> [WAS ZU TUN IST]: Seit welchem Jahr ist Tobias-Jan Kohler laut dem Text über die NS-Euthanasie in Buchen Stadtarchivar? Antworte bitte mit einem Satz.
───── QUELLTEXT ─────
Hintergründe zum Thema Euthanasie
Das bedeutet Euthanasie:
Das ist NS-„Euthanasie“: Mit den anthropologischen, genetischen und eugenischen Forschungen der „Rassenhygieniker“ wurde ab Herbst 1939 der als „Euthanasie“ bezeichnete Mord an den Menschen gerechtfertigt, deren Leben nach NS-Ideologie „nicht lebenswert“ war.
Der Ort: Die Opfer der Region wurde vor allem nach Grafeneck (gelegen auf der Schwäbischen Alb) gebracht. Dort wurden über 10 000 Euthanasie-Opfer ermordet. In den Totenscheinen wurden die Todesursachen frei erfunden und den Angehörigen in einem standardisierten Schreiben mitgeteilt. red/mf
Buchen. Im Büro des Stadtarchivars Tobias-Jan Kohler riecht es nach Frischgedrucktem. Die 500 Exemplare des von der Stadt Buchen herausgegebenen Buchs sind eingetroffen. Es trägt den auf den ersten Blick etwas ungewöhnlichen Titel „Im Sammeltransport nach unbekannter Anstalt verlegt“. Dahinter steckt Bedrückendes: Für die Stadt Buchen und ihre heutigen Stadtteile sind mindestens 18 Personen bekannt, die im Zuge der NS-Euthanasie ermordet wurden. Sie wurden geboren oder lebten in Buchen, Götzingen, Hainstadt, Hettingen, Hollerbach, Rinschheim und Waldhausen. Deren Schicksale gehen die Autoren nach.
Erster Impuls von Ingrid Landwehr
Angesichts „der Schwere“ des Themas hält sich die Freude von Tobias-Jan Kohler über das Gelingen des Werkes ein wenig in Grenzen: „Es fällt schwer zu lächeln“, sagt er beim Fototermin. Doch dann, wenn er über die Arbeiten an dem Buch erzählt, merkt man, wie viel Herzblut für dieses Werk vergossen wurde, wie viel Zeit und Leidenschaft darin steckt. „Der erste Impuls kam von Ingrid Landwehr“, berichtet er. 2019 wurde ein Arbeitskreis gegründet, „und spätestens dann war klar, dass die Recherchen auch in einer Publikation münden sollen“. Es ist das erste Buchprojekt von Kohler in seiner Funktion als Stadtarchivar. Dieses Amt bekleidet er erst seit 2018.
───── DATEN ZUR PRÜFUNG ─────
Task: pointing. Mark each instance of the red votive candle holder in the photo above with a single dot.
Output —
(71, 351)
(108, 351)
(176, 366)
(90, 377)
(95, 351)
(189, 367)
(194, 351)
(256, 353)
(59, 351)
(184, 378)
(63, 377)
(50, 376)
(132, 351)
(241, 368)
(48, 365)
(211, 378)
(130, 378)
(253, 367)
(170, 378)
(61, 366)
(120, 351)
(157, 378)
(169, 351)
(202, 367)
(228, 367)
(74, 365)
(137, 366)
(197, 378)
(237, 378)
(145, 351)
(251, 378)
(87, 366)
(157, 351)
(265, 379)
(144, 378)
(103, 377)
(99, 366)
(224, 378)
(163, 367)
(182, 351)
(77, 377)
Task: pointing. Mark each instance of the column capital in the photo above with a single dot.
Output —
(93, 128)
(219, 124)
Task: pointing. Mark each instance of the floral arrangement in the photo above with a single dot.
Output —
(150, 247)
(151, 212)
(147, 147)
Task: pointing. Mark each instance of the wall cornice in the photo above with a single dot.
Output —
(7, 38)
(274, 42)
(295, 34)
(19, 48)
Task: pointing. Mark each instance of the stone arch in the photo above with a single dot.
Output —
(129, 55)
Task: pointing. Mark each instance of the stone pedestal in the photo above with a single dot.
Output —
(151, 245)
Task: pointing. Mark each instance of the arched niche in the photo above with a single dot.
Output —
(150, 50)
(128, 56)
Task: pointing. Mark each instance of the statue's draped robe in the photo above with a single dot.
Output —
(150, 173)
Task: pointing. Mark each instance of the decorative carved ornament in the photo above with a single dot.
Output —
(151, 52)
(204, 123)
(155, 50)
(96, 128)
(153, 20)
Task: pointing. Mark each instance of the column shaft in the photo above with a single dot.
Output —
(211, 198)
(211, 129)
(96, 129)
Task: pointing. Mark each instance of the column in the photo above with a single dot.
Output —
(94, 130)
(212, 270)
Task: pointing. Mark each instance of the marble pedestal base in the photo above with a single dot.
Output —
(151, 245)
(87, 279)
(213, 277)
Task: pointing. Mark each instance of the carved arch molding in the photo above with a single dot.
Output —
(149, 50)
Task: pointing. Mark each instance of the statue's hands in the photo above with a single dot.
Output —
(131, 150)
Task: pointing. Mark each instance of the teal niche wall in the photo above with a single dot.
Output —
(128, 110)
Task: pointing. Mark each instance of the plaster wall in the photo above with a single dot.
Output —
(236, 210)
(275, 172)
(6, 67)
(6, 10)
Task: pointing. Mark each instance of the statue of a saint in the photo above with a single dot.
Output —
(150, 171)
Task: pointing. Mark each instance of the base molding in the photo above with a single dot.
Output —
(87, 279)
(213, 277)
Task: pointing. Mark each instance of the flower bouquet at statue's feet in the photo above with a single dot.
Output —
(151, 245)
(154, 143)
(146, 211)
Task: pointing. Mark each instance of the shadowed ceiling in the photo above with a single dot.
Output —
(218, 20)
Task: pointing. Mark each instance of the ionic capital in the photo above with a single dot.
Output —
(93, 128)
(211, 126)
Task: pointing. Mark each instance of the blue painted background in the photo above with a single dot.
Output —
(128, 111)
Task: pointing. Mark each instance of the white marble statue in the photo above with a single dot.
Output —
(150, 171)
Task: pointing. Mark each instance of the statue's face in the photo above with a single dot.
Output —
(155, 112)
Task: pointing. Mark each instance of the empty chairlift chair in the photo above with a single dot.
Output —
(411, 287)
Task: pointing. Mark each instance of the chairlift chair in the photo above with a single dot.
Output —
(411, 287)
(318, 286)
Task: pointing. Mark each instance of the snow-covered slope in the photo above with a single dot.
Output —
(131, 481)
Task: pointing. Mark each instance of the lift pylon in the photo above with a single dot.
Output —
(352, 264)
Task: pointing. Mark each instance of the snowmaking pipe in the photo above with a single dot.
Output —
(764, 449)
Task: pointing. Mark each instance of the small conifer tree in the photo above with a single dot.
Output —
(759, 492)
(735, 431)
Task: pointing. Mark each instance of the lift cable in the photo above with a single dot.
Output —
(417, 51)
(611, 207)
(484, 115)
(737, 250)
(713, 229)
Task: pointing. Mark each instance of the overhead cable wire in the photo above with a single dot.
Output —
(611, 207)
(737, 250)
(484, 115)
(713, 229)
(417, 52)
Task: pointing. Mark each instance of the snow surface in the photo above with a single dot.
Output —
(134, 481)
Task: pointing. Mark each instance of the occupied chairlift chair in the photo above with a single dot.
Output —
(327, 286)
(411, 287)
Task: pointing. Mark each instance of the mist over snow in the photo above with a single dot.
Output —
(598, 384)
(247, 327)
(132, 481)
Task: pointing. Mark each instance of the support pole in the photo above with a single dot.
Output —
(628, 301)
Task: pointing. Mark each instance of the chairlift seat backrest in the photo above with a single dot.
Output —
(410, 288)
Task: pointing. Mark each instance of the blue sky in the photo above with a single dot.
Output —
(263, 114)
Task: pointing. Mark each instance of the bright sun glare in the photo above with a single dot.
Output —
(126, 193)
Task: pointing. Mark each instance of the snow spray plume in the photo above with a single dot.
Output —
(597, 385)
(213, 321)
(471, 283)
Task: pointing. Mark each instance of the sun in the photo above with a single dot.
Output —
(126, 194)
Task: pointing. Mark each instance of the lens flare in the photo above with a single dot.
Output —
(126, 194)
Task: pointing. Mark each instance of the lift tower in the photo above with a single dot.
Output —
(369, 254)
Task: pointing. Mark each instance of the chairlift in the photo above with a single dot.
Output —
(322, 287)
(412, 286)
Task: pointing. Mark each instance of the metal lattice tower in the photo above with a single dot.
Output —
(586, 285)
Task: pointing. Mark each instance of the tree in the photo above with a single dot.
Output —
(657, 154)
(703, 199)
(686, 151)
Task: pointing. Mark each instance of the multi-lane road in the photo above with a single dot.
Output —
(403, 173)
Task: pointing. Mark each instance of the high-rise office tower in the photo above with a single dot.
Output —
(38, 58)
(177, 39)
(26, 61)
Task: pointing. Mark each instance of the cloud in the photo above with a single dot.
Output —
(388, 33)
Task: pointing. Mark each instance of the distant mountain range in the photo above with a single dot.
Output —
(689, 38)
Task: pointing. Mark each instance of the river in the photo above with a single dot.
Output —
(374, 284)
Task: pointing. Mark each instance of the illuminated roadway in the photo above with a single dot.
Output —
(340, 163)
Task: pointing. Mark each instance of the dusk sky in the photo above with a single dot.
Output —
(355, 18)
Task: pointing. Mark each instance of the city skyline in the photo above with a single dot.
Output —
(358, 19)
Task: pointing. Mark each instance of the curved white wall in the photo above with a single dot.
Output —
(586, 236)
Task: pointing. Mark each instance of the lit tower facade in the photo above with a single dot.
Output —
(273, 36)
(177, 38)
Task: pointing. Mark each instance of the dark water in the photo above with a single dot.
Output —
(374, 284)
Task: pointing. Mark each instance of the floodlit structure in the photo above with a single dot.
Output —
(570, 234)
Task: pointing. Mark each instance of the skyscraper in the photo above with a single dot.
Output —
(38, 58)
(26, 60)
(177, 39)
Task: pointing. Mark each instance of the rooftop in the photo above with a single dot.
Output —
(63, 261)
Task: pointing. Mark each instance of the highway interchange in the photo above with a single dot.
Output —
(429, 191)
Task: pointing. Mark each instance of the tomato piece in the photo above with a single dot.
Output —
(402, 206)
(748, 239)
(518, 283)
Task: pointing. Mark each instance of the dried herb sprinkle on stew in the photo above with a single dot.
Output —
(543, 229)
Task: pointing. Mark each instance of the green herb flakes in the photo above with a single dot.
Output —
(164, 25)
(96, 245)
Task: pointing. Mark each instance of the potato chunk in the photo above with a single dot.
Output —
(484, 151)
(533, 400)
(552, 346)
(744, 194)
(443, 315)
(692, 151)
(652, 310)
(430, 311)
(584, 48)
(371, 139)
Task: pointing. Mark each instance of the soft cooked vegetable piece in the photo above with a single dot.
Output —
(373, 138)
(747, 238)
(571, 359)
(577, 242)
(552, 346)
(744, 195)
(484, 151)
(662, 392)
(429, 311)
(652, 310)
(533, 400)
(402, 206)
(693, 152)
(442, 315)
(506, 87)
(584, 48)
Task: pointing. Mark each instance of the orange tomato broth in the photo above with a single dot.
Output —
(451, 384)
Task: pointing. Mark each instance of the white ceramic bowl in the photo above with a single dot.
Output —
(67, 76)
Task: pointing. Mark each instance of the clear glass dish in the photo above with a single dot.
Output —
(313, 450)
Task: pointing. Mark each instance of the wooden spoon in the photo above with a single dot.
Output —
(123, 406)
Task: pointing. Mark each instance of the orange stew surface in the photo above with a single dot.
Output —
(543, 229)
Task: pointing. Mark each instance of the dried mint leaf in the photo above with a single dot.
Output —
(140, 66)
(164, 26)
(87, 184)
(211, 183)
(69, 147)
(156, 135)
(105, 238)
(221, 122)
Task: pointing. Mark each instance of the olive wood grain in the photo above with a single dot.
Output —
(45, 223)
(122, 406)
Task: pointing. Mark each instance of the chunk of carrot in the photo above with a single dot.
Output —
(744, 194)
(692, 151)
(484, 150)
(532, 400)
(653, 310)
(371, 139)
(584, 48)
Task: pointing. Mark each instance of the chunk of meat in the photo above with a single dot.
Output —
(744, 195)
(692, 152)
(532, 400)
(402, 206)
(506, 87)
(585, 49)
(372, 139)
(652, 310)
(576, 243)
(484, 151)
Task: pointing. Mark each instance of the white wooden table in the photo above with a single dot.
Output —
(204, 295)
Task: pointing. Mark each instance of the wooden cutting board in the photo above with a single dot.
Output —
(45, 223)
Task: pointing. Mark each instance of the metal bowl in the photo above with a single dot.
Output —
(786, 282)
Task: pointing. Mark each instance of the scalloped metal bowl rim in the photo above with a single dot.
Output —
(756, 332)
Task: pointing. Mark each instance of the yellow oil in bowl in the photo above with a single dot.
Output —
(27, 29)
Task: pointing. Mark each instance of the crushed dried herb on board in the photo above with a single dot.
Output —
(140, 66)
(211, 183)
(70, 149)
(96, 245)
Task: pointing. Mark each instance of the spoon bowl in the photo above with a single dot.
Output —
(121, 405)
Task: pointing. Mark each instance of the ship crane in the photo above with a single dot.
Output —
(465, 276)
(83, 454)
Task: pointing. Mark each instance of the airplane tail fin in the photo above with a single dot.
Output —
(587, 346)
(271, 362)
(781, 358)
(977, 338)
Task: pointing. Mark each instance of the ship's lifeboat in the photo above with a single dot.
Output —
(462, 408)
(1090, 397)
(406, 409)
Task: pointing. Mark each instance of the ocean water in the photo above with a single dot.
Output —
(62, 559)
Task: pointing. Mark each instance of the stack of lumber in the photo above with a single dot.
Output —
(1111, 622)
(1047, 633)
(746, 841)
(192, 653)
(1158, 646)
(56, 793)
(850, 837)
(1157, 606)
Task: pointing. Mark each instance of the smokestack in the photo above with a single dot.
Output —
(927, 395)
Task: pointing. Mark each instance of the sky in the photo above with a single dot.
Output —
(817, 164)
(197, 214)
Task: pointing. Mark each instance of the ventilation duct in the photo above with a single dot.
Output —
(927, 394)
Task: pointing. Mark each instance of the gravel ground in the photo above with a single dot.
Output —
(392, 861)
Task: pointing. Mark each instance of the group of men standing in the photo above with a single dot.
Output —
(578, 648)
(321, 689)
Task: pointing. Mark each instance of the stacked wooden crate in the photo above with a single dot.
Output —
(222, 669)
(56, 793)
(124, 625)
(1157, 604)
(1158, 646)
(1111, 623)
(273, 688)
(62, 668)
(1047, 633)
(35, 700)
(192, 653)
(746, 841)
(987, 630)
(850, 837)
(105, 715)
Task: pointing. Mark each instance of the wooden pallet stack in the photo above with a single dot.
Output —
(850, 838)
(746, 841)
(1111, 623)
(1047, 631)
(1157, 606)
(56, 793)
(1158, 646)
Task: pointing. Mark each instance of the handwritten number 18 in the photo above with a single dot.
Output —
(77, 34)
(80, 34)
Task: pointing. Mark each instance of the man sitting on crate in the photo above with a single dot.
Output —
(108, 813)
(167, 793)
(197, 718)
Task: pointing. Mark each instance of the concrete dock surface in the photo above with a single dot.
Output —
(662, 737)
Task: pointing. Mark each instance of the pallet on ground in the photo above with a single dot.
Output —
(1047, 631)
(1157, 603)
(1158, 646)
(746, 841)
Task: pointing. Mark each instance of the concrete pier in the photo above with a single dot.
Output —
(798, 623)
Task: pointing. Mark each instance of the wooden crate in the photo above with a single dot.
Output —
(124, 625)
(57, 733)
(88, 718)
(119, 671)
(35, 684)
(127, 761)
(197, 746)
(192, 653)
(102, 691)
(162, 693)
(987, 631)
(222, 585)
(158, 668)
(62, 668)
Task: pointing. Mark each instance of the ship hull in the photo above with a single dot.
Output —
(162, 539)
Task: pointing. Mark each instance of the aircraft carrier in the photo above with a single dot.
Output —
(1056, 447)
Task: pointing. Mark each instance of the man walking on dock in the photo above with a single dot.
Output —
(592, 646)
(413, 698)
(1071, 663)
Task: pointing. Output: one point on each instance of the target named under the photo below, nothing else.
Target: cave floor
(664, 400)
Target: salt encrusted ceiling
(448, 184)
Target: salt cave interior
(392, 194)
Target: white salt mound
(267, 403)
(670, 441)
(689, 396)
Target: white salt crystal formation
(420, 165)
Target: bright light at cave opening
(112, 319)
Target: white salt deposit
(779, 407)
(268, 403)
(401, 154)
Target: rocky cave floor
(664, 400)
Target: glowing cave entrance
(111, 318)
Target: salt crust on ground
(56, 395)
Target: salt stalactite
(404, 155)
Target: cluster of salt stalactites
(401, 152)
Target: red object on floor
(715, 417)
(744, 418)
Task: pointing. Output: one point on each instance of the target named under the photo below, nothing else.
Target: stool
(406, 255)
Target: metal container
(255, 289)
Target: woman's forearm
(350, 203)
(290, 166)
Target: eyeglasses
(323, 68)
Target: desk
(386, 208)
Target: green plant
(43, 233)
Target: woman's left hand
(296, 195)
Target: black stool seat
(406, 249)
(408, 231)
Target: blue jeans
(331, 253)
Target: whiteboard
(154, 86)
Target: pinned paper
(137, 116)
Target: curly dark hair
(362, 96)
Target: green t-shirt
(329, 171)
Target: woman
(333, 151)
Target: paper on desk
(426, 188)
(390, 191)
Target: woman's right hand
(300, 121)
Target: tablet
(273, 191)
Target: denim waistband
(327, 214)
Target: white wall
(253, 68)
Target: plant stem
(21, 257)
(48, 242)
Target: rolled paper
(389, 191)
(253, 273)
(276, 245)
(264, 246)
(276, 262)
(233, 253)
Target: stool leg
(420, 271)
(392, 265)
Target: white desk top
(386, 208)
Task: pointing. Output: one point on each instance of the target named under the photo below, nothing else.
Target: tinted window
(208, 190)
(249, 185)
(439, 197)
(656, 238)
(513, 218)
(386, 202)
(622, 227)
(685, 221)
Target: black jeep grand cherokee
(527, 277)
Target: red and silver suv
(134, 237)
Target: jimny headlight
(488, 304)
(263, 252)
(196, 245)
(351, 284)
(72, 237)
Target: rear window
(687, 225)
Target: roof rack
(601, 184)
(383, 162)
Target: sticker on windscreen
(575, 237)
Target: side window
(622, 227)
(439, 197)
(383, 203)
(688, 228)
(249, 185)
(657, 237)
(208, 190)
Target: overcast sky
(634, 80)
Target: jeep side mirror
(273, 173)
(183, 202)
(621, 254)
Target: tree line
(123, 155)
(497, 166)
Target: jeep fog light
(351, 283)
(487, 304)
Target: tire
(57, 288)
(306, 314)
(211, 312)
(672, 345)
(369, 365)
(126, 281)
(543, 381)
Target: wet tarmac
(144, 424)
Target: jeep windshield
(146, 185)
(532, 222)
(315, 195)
─────
> [ERGEBNIS DIESER ÜBUNG]: Tobias-Jan Kohler ist seit 2018 Stadtarchivar.